§ Task instructions: Only the lines from the one with "In this picture, where can the metal" through the last belong in the output; print them exactly as given below.

§ Records:
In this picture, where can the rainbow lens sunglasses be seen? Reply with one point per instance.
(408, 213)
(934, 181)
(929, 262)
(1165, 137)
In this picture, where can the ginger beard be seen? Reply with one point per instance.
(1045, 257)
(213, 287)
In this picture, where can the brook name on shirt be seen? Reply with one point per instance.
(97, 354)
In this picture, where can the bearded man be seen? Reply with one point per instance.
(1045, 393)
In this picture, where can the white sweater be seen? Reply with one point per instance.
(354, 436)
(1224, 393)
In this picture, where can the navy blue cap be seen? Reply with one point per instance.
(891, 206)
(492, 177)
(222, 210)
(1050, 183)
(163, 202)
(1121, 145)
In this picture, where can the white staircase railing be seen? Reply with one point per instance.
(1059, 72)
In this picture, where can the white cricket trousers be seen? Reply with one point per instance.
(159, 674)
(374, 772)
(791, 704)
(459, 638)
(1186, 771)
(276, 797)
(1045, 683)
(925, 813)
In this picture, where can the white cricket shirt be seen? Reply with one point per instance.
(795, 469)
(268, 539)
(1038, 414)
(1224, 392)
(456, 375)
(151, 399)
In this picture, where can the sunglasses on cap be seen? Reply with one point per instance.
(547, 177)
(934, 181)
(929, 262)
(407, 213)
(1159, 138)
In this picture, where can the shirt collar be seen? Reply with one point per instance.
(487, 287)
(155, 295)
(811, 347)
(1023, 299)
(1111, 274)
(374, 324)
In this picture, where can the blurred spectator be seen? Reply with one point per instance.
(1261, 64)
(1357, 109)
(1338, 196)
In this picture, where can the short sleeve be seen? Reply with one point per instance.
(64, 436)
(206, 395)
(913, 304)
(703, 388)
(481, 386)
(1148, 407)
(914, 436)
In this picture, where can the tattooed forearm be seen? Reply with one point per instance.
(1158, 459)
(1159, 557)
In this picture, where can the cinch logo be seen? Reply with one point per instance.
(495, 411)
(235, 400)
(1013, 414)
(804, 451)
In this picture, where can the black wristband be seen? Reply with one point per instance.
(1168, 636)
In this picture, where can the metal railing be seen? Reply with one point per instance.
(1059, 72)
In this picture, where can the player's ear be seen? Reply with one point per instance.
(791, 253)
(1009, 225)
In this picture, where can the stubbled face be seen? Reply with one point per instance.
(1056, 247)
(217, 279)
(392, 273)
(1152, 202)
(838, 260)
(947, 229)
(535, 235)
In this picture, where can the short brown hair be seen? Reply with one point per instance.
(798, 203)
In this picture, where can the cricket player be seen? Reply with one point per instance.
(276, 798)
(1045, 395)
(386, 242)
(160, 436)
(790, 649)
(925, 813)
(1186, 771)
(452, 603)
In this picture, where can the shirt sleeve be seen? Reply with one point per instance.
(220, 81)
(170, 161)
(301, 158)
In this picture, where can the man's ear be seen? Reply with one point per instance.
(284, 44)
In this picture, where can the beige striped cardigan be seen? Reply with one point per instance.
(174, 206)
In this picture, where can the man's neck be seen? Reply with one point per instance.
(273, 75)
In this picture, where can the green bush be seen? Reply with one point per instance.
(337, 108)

§ Response box:
In this picture, where can the metal railing be seen? Reply with one point per instance.
(1059, 72)
In this picture, where can the player's ear be seen? Reply with one point per instance.
(791, 253)
(1009, 225)
In this picture, where can the stubbled face be seen? Reply with one point per instance.
(1056, 247)
(217, 279)
(392, 273)
(1152, 202)
(838, 260)
(947, 229)
(535, 235)
In this picture, where can the short brown hair be seen? Reply with one point per instance.
(798, 203)
In this picture, where can the cricket player be seen? Reply with one point per instance.
(276, 798)
(1045, 395)
(386, 242)
(160, 436)
(790, 649)
(925, 813)
(1186, 771)
(452, 603)
In this picture, where can the shirt sleeve be seen? Reply with one point per instance.
(220, 81)
(170, 161)
(301, 158)
In this picture, where can the man's ear be seen? Reply with one point per instance.
(284, 44)
In this picture, where can the beige striped cardigan be seen? Reply with one point per instance.
(174, 206)
In this picture, where can the man's neck be seen? Reply with one point per instance.
(273, 75)
In this picture, where can the green bush be seen? Reply with one point per instance.
(337, 108)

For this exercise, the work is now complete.